#### AVAILABLE RECORDS
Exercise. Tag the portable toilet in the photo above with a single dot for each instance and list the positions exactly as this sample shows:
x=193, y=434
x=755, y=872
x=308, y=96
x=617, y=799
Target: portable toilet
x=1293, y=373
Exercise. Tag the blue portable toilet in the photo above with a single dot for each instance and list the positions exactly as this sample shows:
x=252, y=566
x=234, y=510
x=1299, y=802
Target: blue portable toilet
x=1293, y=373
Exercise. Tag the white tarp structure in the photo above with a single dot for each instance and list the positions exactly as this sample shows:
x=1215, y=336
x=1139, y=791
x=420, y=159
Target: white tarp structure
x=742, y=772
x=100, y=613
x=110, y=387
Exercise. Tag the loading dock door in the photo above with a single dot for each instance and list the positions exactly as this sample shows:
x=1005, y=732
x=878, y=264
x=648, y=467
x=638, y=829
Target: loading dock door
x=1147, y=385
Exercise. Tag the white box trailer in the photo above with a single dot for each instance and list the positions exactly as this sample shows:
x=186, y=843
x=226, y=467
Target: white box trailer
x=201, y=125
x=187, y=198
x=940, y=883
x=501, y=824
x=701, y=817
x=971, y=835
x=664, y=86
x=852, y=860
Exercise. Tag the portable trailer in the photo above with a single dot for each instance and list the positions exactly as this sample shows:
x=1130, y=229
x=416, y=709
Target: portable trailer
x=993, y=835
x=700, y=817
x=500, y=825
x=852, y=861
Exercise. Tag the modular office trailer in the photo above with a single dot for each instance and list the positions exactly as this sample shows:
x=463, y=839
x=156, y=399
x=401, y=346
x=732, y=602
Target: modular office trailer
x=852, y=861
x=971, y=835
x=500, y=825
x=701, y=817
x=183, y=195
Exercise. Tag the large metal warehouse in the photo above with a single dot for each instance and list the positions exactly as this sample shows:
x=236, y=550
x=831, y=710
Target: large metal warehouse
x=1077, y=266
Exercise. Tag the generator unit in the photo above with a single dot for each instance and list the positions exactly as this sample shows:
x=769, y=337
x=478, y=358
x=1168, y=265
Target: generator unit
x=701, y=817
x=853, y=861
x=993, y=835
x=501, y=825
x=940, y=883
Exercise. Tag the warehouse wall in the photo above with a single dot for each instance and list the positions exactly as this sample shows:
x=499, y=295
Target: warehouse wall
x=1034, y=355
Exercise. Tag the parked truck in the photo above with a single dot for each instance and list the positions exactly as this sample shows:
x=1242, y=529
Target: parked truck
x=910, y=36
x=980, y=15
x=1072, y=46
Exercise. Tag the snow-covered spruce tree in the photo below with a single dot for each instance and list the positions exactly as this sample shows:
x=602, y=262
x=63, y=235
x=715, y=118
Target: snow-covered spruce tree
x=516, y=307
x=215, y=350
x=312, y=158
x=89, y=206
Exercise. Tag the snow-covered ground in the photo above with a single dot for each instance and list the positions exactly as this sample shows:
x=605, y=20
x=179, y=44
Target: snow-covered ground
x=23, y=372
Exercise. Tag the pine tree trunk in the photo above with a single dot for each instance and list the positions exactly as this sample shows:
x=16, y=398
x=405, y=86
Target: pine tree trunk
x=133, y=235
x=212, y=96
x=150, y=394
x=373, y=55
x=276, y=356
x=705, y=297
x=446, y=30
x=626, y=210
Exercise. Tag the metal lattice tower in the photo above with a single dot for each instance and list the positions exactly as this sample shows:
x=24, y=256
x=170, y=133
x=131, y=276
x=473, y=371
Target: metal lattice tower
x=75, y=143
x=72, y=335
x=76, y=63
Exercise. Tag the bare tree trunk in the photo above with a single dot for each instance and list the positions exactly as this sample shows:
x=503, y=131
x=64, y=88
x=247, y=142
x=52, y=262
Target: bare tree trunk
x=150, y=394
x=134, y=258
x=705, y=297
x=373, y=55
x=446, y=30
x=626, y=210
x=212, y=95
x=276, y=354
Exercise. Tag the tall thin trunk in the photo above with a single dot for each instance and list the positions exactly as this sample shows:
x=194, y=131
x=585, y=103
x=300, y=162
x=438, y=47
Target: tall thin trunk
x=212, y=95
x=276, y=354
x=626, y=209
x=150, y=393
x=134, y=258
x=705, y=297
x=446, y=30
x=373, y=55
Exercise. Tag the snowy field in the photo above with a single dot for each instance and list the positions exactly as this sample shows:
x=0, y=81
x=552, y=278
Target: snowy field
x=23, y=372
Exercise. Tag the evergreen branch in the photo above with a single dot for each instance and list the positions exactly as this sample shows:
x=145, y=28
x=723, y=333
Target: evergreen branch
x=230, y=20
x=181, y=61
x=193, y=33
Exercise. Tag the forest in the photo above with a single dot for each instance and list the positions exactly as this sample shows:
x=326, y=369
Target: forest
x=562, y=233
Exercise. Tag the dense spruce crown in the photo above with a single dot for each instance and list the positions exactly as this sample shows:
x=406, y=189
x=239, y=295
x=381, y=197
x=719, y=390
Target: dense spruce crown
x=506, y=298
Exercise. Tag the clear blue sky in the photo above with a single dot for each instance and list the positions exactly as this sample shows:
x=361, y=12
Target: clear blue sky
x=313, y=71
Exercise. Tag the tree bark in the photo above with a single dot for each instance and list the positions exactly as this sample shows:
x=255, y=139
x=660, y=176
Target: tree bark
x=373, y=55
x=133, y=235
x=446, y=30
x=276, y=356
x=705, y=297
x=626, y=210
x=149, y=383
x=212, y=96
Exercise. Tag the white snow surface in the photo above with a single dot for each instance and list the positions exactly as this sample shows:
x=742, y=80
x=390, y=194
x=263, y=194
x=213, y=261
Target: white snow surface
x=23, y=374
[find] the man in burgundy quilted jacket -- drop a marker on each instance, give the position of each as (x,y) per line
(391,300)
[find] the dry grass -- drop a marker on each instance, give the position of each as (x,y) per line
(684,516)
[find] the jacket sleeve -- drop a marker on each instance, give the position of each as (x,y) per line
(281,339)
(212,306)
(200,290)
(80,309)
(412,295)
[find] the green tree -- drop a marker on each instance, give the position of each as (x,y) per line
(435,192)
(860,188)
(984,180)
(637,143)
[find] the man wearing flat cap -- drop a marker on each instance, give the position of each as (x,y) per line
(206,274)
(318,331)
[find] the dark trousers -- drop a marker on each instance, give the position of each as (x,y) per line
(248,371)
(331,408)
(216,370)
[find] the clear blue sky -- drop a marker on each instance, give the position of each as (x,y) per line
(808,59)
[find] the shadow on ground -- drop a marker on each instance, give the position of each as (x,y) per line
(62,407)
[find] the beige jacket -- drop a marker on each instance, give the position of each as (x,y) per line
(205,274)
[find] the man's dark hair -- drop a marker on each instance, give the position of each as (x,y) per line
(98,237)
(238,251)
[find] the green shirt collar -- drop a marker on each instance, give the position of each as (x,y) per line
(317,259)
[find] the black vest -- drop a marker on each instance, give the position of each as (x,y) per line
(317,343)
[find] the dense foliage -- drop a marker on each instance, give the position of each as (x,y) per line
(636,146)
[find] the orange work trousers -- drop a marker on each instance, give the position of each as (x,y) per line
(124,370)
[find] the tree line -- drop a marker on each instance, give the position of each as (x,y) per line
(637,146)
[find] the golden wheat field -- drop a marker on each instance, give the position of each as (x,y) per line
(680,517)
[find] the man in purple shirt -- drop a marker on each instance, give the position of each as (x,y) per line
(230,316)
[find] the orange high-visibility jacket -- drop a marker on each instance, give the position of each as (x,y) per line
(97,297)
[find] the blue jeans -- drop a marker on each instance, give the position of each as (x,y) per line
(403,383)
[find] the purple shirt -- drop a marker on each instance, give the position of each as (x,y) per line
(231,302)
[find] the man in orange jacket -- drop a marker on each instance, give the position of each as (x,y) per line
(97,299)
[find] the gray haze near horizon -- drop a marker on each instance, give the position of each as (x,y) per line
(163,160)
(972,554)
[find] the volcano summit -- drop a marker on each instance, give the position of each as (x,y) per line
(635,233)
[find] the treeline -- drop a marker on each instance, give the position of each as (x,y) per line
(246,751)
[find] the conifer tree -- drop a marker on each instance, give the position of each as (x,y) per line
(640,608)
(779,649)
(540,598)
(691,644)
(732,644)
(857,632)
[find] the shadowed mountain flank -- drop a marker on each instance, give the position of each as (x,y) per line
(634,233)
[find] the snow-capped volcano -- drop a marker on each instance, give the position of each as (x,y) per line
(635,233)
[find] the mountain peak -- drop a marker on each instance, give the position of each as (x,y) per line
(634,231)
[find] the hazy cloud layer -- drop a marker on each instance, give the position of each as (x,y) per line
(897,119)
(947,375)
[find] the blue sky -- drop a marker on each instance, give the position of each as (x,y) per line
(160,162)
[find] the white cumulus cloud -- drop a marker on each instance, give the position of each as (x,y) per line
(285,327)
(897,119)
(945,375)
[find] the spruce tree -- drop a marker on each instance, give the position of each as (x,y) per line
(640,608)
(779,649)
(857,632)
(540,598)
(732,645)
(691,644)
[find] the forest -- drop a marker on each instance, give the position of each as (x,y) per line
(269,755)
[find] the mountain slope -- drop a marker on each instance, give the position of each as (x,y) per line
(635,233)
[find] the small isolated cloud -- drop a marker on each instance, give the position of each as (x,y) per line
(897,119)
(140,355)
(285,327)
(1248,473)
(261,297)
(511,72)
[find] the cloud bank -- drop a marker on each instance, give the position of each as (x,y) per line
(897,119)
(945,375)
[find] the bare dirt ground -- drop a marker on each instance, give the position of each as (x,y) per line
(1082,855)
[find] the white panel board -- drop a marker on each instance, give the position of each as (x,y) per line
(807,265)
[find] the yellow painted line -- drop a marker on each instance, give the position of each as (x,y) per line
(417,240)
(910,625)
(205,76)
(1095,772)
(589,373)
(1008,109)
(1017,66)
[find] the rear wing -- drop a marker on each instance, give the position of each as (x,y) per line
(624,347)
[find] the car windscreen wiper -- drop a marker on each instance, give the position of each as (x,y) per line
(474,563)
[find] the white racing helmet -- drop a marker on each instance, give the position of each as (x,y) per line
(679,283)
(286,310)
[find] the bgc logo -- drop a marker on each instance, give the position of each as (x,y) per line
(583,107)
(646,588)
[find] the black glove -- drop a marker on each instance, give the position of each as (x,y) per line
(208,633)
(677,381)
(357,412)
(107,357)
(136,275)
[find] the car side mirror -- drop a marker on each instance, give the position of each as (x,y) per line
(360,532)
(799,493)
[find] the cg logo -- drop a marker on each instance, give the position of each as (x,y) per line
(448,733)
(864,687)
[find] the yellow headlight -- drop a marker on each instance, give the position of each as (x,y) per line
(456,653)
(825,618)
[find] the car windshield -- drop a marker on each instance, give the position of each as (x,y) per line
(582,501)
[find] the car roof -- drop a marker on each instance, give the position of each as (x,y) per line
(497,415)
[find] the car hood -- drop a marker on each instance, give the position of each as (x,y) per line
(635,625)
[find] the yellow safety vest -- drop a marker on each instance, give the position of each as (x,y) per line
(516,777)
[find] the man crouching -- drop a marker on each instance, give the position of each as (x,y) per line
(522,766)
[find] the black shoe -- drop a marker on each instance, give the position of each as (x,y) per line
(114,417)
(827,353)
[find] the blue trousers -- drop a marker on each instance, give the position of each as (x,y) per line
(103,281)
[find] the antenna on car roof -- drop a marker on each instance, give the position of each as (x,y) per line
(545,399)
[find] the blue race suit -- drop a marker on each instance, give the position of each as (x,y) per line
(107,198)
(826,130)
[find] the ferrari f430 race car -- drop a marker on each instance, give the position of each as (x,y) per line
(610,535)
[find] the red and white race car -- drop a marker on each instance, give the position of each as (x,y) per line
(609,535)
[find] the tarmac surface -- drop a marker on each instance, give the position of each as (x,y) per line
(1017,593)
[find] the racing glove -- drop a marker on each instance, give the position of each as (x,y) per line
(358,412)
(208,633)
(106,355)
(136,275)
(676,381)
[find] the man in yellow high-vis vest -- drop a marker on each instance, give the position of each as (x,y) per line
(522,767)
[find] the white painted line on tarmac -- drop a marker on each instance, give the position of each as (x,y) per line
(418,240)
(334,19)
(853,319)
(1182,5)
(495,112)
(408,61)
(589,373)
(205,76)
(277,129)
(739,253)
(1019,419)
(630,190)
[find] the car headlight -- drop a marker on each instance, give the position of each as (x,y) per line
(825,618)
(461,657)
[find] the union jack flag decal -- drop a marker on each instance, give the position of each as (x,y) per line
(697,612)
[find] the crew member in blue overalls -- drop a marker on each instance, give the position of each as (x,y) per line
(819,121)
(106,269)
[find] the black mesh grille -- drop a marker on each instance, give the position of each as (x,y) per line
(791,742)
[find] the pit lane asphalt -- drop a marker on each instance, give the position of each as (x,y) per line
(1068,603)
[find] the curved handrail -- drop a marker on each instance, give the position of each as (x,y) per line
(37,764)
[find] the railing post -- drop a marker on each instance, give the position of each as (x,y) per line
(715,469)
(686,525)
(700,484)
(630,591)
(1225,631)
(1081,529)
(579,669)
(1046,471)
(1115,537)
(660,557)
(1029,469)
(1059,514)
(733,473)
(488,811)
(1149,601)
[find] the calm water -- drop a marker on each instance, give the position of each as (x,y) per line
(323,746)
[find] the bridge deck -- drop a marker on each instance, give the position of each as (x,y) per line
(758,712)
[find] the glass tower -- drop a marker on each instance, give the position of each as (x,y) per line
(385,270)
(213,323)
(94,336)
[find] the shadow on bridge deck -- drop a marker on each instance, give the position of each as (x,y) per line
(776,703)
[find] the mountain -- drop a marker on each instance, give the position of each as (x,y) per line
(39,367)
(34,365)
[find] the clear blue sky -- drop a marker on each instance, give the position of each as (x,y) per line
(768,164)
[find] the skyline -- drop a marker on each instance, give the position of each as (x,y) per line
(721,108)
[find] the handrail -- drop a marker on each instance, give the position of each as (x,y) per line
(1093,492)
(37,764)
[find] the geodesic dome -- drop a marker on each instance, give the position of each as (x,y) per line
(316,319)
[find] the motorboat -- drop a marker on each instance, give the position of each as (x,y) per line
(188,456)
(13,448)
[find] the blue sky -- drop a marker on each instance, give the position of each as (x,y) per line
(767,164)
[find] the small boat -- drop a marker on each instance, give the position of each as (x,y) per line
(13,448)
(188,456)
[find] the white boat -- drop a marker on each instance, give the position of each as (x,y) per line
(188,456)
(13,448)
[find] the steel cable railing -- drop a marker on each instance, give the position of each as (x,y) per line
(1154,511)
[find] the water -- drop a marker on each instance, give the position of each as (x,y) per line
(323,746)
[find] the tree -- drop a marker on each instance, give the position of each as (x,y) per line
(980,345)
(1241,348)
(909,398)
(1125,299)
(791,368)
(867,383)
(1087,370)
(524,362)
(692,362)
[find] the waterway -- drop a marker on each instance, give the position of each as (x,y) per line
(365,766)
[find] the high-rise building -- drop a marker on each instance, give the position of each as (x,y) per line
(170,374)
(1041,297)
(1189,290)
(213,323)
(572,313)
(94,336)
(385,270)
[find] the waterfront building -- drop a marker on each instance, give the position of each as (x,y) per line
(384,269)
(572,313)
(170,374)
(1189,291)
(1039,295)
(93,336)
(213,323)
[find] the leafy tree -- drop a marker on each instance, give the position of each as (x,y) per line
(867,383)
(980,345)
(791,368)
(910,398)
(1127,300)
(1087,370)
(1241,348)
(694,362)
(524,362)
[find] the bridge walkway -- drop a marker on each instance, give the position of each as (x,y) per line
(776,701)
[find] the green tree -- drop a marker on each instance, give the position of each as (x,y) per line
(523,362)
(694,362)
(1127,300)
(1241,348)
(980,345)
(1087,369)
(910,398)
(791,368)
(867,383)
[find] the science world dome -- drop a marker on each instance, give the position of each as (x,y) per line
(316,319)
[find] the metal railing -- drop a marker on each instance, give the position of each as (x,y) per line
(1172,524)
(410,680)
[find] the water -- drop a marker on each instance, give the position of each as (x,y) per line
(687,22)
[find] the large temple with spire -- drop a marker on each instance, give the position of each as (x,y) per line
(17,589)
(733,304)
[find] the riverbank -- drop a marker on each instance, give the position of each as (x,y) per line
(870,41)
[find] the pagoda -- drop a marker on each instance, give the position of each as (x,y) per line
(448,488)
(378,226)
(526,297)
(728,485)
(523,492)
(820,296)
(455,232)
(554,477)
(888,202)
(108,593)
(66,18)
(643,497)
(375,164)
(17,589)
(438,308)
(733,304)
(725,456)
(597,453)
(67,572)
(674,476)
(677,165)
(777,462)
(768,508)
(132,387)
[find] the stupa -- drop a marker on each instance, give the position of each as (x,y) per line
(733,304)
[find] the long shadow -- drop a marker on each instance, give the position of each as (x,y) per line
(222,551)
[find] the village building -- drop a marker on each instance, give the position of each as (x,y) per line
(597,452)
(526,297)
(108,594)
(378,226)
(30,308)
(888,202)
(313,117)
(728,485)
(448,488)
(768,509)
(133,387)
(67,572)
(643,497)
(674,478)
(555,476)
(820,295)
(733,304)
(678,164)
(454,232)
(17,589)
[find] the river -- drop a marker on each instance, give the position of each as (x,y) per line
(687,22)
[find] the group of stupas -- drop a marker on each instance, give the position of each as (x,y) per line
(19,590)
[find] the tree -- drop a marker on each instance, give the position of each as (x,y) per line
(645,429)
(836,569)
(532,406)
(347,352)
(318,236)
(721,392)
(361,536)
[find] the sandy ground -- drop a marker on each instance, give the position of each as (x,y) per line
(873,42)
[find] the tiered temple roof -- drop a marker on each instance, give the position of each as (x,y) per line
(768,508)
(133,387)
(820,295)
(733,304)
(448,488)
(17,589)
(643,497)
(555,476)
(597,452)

#### WHAT IS BEING ASKED
Go to the line with "x=361, y=12" in the entries above and repeat every line from there through the line with "x=660, y=176", exactly and with no other text.

#### RESULT FOR THIS EXERCISE
x=361, y=12
Target: clear blue sky
x=313, y=71
Exercise. Tag the tree bark in the photo above with a single dot for each instance and list the positions exactly as this sample shows:
x=255, y=139
x=660, y=176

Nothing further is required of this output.